* **TEXT PROVIDED**
* Begin *

It’s March madness. Alright.
I love college basketball. Always have. My parents’ house is walking distance from Siena College, which has one of the best mid-major fan bases in the country, so I grew up rooting for them and, as with pretty much everyone else upstate, Syracuse. Needless to say, I think the NCAA tournament is the greatest sporting event of the year.
Still, I don’t love it as much as I used to. It’s pretty obvious to me that the contemporary sport has significant flaws, and those flaws have gotten worse over the past 5-10 years. Here are the three biggest problems I see facing the game right now.
The one-year-and-done policy for superstars. The fiat from the NBA that you can’t play in the league until a full year after you finish high school has possibly wrecked more havoc on college basketball than anything else. The teams have no continuity of success; you don’t know half the kids staring in the NCAA tournament, and the student-athlete ideal has been degraded to a new low.
The NCCA tournament behemoth. The tourney has become so important that regular season games seem meaningless, and the conference championship — both regular season and tournament — has ceased to be interesting in the BCS conferences.
The fouling at the end of games. This isn’t a new problem, of course. And the steps they took in the 80’s to fix it certainly took care of the part of the problem that was literally ruining the game. But it still remains unsatisfactory. Not only does every close college basketball game become a free-throw shooting contest, but it also takes forever to finish a game. Which is great for the TV networks, but not so great for the fans. As someone who played rugby and loves watching college hockey, the difference could not be more stark: close games in those sports reach a frantic peak as you approach the finish. In college hoops, unless the difference in score is 3 or less, the ending grinds to a halt.

* End *

* **GIVEN EXERCISE 1**
Tally the lines in the listing below that contain the string "patterned", treating case as significant. Give only the number.

* **PROVIDED DATA**

* Begin *

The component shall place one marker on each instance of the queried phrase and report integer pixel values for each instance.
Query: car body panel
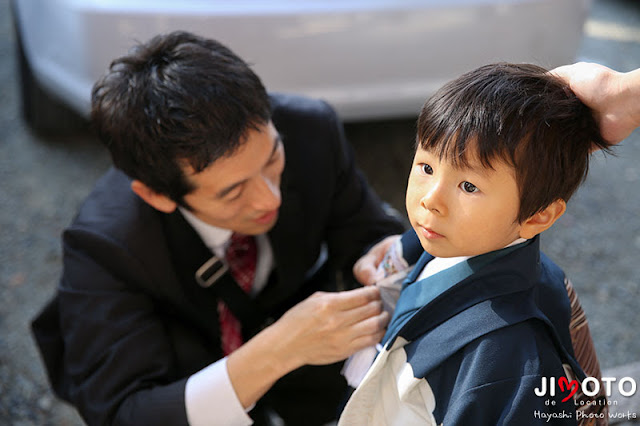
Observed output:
(369, 59)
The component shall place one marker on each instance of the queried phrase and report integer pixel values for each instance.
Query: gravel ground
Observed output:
(44, 180)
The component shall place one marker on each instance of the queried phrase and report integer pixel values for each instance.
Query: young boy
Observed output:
(480, 333)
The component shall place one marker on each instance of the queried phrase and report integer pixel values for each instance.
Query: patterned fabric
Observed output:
(586, 356)
(241, 257)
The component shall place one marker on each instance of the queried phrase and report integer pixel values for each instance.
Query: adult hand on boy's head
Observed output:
(610, 94)
(365, 270)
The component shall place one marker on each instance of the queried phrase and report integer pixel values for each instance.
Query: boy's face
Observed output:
(462, 211)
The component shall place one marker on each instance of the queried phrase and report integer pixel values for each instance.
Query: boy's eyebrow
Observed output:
(226, 190)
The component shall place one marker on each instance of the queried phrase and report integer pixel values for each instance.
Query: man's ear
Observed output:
(543, 220)
(156, 200)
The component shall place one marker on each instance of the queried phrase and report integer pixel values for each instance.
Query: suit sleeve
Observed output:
(118, 359)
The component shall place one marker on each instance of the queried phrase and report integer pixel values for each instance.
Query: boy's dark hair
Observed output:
(520, 114)
(178, 99)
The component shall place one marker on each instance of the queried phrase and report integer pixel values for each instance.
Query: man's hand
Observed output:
(322, 329)
(613, 96)
(366, 268)
(328, 327)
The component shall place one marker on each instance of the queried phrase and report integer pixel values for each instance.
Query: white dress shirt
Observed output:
(209, 396)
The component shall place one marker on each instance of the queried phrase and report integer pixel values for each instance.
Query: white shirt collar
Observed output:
(213, 237)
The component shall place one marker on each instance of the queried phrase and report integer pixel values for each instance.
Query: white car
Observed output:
(368, 58)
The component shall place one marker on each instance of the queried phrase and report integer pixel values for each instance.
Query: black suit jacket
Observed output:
(129, 324)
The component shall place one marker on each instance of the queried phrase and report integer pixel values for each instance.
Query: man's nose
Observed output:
(267, 195)
(434, 199)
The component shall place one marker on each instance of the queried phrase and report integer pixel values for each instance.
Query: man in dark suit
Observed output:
(152, 323)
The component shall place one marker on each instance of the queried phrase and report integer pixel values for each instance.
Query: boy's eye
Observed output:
(468, 187)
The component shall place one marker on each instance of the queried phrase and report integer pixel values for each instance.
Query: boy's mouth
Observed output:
(429, 233)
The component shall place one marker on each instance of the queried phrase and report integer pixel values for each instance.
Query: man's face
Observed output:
(241, 192)
(462, 211)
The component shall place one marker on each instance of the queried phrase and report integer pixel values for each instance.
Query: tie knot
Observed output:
(240, 244)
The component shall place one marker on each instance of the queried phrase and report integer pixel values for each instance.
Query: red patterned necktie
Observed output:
(241, 257)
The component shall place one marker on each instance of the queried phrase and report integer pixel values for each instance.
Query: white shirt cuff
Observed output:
(211, 400)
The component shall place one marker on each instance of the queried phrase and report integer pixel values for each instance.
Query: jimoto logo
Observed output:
(590, 386)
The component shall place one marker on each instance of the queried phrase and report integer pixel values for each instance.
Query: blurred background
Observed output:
(50, 161)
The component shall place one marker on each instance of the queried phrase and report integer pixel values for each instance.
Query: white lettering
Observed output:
(624, 380)
(543, 385)
(596, 386)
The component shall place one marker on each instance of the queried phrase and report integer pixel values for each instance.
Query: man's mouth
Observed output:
(267, 217)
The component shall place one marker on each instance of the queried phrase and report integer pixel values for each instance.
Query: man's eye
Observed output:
(468, 187)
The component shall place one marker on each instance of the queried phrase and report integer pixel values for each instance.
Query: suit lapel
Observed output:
(188, 253)
(287, 241)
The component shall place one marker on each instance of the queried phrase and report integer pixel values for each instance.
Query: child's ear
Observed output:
(542, 220)
(156, 200)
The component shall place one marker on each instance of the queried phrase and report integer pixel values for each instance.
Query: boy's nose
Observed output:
(267, 195)
(433, 200)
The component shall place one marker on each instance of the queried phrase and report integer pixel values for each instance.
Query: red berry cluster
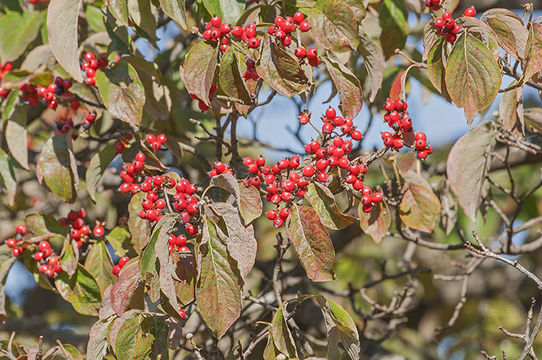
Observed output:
(4, 69)
(283, 27)
(202, 106)
(433, 4)
(14, 243)
(117, 268)
(90, 65)
(59, 87)
(155, 142)
(177, 243)
(216, 30)
(311, 54)
(247, 34)
(447, 27)
(251, 72)
(220, 168)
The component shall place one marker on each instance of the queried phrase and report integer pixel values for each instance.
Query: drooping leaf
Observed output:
(420, 206)
(473, 76)
(347, 85)
(323, 201)
(18, 30)
(122, 92)
(57, 167)
(377, 222)
(393, 20)
(218, 290)
(96, 169)
(100, 266)
(467, 166)
(81, 290)
(16, 136)
(198, 70)
(62, 30)
(280, 70)
(312, 243)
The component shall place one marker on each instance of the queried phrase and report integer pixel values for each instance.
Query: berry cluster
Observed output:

* End *

* **GIVEN EXERCISE 2**
Please write out everything in the college basketball post from "The NCCA tournament" down to "the BCS conferences.".

* **COMPLETE RESPONSE 1**
2

* **COMPLETE RESPONSE 2**
The NCCA tournament behemoth. The tourney has become so important that regular season games seem meaningless, and the conference championship — both regular season and tournament — has ceased to be interesting in the BCS conferences.